TASK REQUIREMENTS >> Rewrite the rows from the line containing "# test: pointer returns one pin per instance of the shrub" through the end of the rows, requests included, shifting every coordinate in the answers by adding 38 to each number. Leave the pictures out.
[Start of THE DATA]
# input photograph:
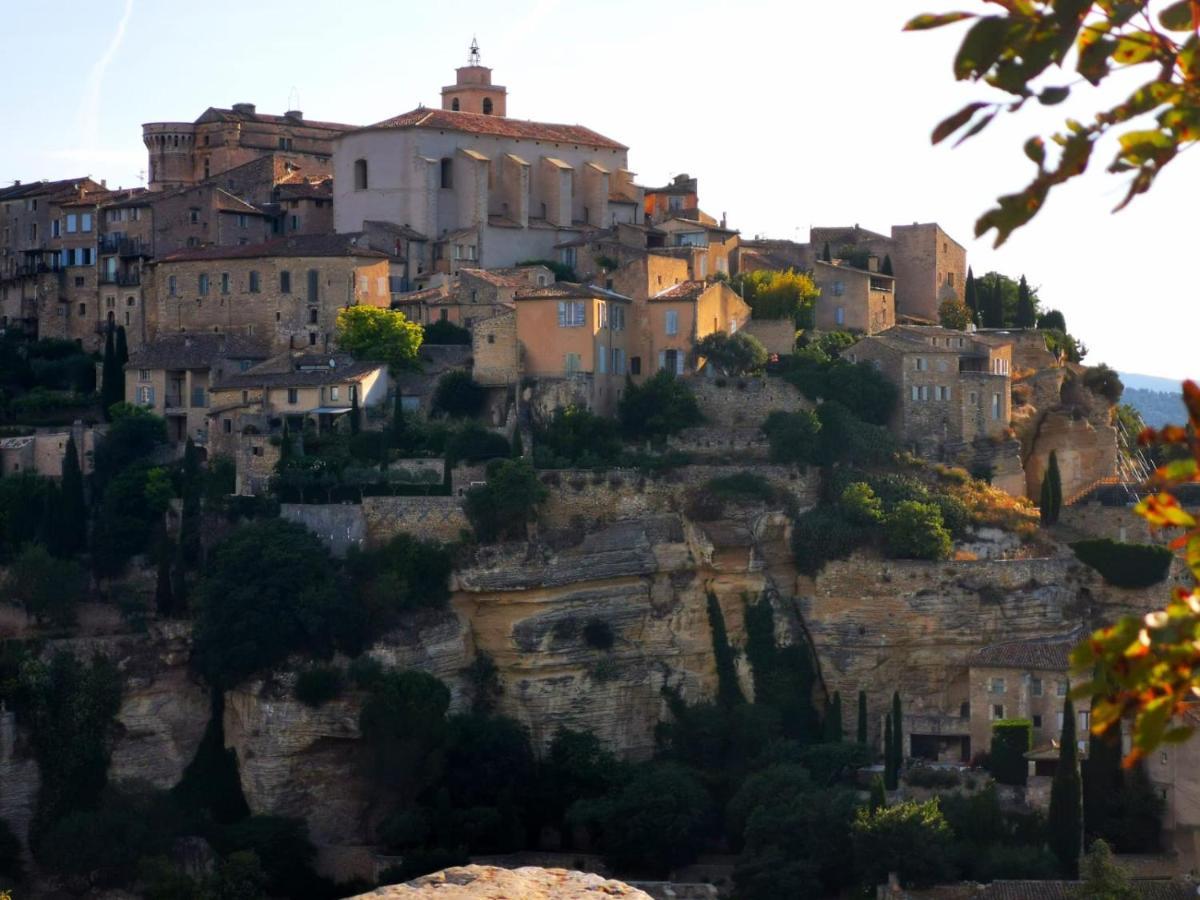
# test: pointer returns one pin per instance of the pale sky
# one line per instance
(791, 113)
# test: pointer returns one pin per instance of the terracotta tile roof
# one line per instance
(196, 349)
(499, 126)
(1048, 653)
(683, 291)
(297, 245)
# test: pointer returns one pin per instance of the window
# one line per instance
(571, 313)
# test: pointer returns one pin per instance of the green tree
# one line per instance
(732, 354)
(861, 733)
(1065, 825)
(916, 531)
(381, 335)
(1026, 312)
(1012, 52)
(268, 592)
(660, 406)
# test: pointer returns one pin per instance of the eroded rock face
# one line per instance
(486, 882)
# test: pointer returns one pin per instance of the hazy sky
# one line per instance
(791, 113)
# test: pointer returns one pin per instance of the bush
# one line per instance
(1011, 739)
(447, 333)
(732, 354)
(795, 437)
(459, 395)
(659, 407)
(318, 685)
(915, 531)
(1125, 565)
(507, 503)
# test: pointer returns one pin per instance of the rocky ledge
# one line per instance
(486, 882)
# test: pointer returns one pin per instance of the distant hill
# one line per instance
(1158, 400)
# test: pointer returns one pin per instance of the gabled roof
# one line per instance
(297, 245)
(497, 125)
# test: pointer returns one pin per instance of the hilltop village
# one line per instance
(376, 498)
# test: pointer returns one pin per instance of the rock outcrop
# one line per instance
(486, 882)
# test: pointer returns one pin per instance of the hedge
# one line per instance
(1011, 739)
(1125, 565)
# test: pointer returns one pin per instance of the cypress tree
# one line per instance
(123, 347)
(72, 523)
(862, 718)
(898, 737)
(889, 774)
(113, 389)
(1026, 316)
(1065, 822)
(729, 691)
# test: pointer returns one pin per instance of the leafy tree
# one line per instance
(1026, 312)
(507, 503)
(658, 407)
(268, 591)
(1014, 49)
(736, 354)
(910, 838)
(445, 333)
(382, 335)
(47, 588)
(955, 315)
(916, 531)
(1066, 817)
(459, 395)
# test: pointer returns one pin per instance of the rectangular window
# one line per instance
(571, 313)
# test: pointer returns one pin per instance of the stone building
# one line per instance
(287, 291)
(852, 299)
(173, 376)
(954, 387)
(487, 190)
(184, 154)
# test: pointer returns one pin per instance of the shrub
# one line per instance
(915, 531)
(445, 333)
(1125, 565)
(319, 684)
(795, 437)
(1011, 739)
(732, 354)
(507, 503)
(459, 395)
(659, 407)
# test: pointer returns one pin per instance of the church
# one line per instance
(485, 190)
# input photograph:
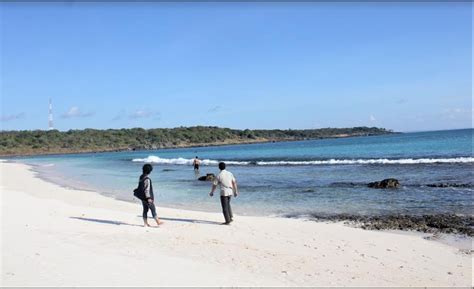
[End of THE DATA]
EXPECTED ANSWER >>
# test: pointer returns one pin per instance of the shrub
# one line per instance
(953, 569)
(483, 371)
(1163, 603)
(357, 722)
(833, 475)
(1049, 777)
(770, 392)
(545, 541)
(497, 433)
(697, 445)
# test: pointer returns one pin per instance of the church
# one line per instance
(523, 228)
# input photograph:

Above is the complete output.